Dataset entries
···
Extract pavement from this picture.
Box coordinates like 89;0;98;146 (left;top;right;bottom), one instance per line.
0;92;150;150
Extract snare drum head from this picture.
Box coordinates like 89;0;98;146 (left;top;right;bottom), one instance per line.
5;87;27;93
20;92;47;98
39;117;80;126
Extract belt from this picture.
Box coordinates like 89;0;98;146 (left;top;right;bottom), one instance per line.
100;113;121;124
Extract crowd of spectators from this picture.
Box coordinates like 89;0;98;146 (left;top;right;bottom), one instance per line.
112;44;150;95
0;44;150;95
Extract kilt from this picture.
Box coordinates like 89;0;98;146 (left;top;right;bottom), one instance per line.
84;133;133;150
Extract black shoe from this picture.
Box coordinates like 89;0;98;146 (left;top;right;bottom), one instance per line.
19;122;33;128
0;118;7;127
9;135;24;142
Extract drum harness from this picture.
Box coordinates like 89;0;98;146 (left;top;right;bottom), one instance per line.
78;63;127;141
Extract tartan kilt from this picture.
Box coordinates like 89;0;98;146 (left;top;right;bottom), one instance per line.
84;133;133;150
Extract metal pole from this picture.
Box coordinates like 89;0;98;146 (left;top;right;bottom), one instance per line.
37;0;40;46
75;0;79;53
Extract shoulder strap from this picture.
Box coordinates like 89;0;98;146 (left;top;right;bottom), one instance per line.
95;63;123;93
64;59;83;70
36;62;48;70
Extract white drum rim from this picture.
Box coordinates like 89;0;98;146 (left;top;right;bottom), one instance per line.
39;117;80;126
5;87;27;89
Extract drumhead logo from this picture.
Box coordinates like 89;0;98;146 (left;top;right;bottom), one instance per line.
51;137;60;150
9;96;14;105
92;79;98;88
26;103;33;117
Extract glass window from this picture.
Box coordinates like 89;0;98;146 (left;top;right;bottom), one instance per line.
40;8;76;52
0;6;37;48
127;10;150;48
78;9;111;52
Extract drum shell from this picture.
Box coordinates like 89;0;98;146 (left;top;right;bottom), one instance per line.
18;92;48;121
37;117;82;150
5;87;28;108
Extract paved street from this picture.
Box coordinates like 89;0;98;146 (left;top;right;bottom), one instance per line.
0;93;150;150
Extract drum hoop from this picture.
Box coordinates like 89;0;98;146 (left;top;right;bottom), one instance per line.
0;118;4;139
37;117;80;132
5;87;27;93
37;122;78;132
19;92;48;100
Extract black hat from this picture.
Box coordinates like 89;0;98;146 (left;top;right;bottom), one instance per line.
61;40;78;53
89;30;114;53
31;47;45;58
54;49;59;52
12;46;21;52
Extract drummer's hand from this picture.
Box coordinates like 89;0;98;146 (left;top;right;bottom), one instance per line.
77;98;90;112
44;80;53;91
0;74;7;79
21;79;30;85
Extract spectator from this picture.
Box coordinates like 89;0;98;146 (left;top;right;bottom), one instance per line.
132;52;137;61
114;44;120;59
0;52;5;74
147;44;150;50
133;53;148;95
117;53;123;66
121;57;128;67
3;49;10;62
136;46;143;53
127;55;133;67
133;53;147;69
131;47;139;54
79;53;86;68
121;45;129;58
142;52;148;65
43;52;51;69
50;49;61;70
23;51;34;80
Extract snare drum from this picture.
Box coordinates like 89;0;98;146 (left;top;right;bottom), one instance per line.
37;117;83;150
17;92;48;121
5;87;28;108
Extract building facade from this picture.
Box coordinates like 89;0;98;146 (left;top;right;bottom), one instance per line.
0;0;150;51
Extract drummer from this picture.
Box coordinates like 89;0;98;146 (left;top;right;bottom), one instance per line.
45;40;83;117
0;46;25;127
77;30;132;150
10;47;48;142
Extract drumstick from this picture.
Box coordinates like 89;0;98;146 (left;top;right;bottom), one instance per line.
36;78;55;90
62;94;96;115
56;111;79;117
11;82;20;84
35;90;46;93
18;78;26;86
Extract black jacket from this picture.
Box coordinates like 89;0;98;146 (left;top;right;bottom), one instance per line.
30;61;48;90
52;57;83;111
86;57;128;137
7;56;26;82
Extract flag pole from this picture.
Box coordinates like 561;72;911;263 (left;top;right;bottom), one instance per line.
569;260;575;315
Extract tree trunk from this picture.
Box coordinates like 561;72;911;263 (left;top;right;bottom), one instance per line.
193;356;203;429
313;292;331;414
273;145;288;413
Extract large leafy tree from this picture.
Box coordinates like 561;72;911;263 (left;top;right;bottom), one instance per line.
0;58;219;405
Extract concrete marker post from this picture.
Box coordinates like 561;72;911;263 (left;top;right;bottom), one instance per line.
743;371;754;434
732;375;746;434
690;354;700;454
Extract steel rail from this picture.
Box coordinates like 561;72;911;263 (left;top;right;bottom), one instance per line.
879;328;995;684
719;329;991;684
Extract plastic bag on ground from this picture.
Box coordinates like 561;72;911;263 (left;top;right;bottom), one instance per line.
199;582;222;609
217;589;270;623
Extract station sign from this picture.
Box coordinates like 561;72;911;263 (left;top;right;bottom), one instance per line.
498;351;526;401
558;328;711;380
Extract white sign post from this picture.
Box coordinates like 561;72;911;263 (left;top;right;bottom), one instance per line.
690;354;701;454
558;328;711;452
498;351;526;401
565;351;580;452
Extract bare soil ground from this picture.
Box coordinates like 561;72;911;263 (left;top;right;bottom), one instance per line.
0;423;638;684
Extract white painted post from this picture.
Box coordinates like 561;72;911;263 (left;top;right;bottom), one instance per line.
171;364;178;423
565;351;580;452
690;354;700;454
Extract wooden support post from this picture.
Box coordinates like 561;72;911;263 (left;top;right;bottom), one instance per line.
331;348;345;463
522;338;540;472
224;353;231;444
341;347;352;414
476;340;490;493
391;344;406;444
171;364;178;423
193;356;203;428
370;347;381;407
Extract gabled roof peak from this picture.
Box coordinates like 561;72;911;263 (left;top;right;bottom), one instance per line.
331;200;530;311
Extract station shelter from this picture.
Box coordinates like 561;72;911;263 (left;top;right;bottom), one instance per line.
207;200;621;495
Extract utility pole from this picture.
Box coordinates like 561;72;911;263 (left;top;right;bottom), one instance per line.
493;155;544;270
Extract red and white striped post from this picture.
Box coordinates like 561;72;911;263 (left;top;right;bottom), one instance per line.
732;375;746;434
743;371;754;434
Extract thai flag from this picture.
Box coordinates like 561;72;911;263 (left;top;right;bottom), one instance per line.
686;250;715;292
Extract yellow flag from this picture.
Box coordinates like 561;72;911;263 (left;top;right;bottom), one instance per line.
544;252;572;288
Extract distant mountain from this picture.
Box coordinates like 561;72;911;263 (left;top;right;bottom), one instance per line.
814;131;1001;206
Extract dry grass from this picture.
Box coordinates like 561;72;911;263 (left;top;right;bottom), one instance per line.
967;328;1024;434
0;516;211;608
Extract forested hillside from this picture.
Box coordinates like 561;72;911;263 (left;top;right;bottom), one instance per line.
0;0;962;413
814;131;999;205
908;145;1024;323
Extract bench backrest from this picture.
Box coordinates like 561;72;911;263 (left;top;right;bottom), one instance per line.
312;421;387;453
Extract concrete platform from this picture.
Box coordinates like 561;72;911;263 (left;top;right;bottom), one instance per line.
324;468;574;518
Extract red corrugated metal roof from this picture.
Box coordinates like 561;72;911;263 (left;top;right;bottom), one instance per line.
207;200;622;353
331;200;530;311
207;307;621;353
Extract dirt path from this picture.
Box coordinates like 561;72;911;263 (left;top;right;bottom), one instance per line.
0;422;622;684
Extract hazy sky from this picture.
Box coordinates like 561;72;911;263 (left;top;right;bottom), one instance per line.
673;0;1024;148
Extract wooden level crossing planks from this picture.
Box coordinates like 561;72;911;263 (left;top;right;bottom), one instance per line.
···
Please rewrite the data above, starting at its first line and ending at the line containing "9;135;24;142", with both ends included and the requests kept. Multiply every box coordinate in the answers by 0.6 and round each to a whole number, with halves rounding up.

**Response to the exercise:**
Extract pavement from this picture.
Box coordinates like 89;0;98;146 (left;top;right;bottom), one instance per line.
0;55;90;90
Extract snare drum head from this picture.
Box coordinates like 89;0;98;146 (left;top;right;bottom), one instance per line.
3;52;16;56
12;55;28;59
23;70;48;76
Extract belt from this picture.
Box coordinates like 89;0;98;146 (left;top;right;bottom), one instance per line.
60;68;73;74
Extract crowd of spectators from this picture.
Box coordinates like 89;0;98;146 (left;top;right;bottom), one instance per line.
67;26;90;57
0;26;90;57
Extract kilt from this picture.
Box coordinates like 89;0;98;146 (left;top;right;bottom), one instance per line.
50;80;80;90
Extract black shoe from this picture.
Box coordinates like 89;0;98;146 (left;top;right;bottom), one instance per line.
11;73;20;77
0;71;4;76
5;81;14;85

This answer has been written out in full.